Point annotation dataset records:
◆ ◆ ◆

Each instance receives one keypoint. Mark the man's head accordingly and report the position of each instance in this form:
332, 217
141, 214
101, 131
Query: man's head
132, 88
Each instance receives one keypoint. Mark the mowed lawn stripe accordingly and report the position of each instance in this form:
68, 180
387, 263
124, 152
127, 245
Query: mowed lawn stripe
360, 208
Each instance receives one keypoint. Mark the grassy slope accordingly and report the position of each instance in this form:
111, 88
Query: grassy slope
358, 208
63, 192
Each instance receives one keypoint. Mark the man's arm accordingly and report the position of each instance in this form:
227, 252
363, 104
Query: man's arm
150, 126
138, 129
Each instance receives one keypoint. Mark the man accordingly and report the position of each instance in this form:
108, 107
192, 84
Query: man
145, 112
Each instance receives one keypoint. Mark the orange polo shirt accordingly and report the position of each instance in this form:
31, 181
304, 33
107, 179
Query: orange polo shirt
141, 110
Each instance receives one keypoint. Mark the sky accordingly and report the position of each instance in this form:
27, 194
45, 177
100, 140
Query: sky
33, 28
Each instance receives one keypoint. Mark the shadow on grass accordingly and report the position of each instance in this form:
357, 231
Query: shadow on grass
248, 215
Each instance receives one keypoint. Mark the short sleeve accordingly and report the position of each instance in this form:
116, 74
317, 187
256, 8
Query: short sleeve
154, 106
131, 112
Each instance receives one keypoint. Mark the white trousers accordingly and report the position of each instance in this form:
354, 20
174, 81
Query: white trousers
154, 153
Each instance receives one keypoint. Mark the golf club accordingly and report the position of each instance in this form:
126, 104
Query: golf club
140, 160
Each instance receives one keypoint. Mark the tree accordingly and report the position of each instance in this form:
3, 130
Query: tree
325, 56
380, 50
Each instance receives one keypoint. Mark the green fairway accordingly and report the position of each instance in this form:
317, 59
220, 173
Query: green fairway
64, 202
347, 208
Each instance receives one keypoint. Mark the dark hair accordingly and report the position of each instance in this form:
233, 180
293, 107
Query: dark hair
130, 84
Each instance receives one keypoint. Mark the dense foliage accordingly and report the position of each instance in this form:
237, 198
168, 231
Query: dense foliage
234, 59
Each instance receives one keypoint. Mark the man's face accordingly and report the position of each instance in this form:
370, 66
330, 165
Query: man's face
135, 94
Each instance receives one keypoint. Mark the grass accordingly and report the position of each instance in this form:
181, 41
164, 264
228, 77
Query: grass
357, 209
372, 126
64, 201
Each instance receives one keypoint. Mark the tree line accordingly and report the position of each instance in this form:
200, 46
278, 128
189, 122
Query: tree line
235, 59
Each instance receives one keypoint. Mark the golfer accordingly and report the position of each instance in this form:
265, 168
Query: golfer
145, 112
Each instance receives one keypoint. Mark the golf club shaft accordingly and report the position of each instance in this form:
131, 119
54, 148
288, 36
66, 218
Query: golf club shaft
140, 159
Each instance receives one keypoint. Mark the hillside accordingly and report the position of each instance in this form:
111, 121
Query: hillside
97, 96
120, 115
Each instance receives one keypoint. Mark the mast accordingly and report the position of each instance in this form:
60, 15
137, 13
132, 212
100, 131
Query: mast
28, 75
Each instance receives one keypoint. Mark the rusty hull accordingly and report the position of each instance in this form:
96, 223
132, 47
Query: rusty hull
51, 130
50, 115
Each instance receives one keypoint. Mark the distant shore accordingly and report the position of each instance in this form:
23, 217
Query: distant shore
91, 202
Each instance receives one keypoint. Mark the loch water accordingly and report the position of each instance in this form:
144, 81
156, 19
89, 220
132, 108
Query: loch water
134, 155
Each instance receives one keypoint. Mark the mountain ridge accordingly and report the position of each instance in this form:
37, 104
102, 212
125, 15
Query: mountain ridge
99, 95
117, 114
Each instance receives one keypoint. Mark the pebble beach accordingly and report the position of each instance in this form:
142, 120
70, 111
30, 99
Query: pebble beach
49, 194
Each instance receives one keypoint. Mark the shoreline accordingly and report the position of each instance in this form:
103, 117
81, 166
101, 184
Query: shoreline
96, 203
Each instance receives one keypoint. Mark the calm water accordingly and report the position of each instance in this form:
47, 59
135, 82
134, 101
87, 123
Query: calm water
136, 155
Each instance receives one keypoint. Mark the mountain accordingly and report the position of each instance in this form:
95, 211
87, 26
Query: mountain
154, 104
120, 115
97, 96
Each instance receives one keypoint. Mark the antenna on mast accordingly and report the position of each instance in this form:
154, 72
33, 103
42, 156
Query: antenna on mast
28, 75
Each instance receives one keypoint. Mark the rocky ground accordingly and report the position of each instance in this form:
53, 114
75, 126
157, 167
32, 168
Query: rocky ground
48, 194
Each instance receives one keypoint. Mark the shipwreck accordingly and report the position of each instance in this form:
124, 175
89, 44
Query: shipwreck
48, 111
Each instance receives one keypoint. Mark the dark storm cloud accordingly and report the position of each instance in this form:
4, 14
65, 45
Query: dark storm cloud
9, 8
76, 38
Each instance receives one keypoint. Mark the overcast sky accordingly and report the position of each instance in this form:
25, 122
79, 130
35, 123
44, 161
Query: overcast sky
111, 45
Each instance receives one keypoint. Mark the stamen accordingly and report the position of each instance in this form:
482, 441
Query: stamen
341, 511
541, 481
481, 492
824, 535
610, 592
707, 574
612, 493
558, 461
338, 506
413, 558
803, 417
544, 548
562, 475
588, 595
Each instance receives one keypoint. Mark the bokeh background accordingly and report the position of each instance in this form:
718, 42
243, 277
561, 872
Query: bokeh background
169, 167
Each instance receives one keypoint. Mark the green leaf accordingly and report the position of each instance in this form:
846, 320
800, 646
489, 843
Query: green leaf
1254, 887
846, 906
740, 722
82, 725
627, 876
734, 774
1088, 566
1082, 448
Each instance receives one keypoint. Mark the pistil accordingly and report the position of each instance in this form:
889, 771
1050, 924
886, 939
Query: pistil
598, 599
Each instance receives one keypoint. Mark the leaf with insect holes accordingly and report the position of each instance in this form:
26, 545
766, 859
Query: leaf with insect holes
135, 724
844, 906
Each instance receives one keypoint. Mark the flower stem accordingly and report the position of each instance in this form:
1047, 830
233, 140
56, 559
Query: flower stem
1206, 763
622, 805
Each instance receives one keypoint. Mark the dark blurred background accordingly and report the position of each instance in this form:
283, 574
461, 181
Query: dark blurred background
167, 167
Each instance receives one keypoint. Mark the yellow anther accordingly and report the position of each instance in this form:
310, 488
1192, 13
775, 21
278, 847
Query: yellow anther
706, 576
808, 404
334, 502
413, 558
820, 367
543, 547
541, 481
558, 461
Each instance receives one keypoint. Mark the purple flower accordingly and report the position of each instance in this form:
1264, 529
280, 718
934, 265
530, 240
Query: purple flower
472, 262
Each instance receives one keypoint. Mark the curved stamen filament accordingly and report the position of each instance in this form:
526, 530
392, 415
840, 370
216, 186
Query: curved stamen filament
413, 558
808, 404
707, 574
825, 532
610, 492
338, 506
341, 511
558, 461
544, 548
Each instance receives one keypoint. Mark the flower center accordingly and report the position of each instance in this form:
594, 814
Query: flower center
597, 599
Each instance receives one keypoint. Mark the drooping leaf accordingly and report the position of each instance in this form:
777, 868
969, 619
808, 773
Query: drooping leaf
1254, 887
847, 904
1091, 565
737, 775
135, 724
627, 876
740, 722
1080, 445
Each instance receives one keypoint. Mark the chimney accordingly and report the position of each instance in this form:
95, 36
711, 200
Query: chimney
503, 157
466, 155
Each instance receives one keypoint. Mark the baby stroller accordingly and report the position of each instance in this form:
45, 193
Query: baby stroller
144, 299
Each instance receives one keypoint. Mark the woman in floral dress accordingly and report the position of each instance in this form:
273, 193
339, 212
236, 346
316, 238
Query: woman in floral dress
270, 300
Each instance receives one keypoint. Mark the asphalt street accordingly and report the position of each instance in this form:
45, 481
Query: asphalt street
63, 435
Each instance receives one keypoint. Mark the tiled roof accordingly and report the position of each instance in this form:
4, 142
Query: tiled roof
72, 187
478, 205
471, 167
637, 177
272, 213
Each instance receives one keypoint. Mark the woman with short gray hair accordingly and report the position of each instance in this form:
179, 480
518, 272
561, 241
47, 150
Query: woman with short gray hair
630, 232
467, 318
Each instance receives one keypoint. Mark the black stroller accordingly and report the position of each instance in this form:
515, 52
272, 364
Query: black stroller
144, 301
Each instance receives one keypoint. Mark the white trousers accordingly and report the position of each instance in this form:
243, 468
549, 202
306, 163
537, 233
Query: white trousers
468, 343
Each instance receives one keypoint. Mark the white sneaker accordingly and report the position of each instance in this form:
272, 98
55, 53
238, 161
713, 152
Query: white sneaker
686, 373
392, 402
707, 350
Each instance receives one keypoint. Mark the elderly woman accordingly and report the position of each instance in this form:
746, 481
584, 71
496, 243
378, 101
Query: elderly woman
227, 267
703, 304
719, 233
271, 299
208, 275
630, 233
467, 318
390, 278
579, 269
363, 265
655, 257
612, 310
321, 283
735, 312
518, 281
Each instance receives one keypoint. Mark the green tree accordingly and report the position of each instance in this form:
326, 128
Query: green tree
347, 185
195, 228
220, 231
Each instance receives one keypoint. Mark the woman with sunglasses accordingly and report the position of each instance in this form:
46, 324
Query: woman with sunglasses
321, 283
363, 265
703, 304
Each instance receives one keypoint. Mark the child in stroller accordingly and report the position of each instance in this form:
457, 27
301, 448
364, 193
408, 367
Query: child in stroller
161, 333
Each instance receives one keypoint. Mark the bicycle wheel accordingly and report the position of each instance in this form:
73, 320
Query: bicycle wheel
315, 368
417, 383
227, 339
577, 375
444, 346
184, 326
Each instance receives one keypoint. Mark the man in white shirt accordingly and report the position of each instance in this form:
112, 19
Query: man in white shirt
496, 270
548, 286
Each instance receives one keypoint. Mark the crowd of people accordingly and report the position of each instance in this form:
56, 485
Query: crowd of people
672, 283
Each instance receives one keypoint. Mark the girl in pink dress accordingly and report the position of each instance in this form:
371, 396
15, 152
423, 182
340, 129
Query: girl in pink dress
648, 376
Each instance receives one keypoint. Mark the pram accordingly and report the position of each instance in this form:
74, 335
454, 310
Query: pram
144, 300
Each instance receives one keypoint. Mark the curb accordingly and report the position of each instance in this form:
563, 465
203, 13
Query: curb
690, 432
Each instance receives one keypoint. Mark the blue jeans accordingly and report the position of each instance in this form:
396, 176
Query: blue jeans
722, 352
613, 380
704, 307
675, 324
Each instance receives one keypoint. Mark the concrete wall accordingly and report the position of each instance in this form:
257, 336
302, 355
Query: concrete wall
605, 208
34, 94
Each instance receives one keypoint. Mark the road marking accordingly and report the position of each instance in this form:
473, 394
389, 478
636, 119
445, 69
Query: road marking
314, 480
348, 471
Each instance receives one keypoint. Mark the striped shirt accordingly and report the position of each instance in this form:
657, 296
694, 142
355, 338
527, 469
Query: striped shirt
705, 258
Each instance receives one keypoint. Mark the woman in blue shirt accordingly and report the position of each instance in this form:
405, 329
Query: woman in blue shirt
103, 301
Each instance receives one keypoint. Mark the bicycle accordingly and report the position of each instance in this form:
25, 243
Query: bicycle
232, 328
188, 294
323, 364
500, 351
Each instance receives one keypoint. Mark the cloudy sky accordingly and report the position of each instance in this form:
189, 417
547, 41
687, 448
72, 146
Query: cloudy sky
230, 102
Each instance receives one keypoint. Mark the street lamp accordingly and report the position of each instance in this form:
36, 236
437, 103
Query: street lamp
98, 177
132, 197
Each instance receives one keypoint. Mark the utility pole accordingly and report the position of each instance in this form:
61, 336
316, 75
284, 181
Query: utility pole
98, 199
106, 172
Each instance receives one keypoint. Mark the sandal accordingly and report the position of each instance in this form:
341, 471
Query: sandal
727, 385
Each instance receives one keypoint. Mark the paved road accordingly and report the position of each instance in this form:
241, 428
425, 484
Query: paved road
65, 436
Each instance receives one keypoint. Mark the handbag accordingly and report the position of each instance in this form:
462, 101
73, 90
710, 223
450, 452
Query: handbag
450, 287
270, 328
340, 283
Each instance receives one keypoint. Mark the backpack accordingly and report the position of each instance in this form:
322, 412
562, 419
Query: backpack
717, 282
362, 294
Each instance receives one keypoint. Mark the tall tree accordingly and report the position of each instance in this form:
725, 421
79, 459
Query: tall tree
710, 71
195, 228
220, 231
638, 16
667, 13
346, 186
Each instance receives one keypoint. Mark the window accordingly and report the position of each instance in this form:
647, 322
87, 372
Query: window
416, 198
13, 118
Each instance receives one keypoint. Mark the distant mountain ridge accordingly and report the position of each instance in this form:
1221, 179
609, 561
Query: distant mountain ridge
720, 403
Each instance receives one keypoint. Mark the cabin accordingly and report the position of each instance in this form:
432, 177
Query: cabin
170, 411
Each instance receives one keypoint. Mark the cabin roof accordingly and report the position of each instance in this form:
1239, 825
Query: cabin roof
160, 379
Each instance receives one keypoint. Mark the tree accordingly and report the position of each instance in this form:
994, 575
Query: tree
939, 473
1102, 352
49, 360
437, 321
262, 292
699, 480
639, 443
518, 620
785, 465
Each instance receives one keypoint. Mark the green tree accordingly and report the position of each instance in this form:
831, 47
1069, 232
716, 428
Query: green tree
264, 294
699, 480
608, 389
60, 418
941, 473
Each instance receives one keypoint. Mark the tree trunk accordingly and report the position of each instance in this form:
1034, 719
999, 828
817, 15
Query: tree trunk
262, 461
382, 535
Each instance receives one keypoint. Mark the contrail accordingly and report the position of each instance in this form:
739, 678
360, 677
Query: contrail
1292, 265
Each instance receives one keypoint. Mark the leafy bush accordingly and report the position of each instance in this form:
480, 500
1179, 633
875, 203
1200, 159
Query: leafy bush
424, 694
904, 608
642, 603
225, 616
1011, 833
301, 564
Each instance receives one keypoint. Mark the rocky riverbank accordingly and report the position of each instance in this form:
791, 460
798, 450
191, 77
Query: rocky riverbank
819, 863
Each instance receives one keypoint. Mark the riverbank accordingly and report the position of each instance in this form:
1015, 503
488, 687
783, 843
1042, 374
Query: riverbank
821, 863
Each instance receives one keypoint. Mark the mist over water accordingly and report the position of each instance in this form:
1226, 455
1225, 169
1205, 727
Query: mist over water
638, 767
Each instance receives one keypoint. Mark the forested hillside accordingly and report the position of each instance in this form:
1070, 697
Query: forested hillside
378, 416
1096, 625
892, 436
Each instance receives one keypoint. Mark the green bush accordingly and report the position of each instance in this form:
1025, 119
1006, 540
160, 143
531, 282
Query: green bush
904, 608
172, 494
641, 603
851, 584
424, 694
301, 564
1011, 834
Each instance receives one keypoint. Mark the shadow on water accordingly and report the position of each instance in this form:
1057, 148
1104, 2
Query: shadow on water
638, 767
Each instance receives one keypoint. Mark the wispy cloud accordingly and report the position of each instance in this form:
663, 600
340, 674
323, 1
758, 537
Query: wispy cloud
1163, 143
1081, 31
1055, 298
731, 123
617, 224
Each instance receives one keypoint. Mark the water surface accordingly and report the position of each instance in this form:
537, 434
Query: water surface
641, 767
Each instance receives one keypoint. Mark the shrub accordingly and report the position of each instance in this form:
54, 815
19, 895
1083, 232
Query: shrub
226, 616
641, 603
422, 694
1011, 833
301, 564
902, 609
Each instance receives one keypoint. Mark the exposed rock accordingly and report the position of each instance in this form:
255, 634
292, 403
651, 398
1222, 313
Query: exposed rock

◆ ◆ ◆

## Exercise prompt
Word for word, quote the lines from the line containing "Each instance receives one keypoint. Mark the water" through the end of the material, both included, and nothing else.

## Finished exercise
Each instance receives one keypoint. Mark the water surface accordingly and report the position of each instance in this form:
537, 434
Query: water surface
641, 767
Each instance receives one keypoint. Mark the shrub accordingly and report the position of each instance in this form:
54, 815
19, 895
1083, 232
Query: shrub
226, 616
641, 603
422, 694
1011, 833
301, 564
902, 609
Each instance receives one keypoint. Mark the exposed rock accordingly and report the position of each instance in this form:
255, 634
292, 403
651, 398
1222, 313
Query: exposed rock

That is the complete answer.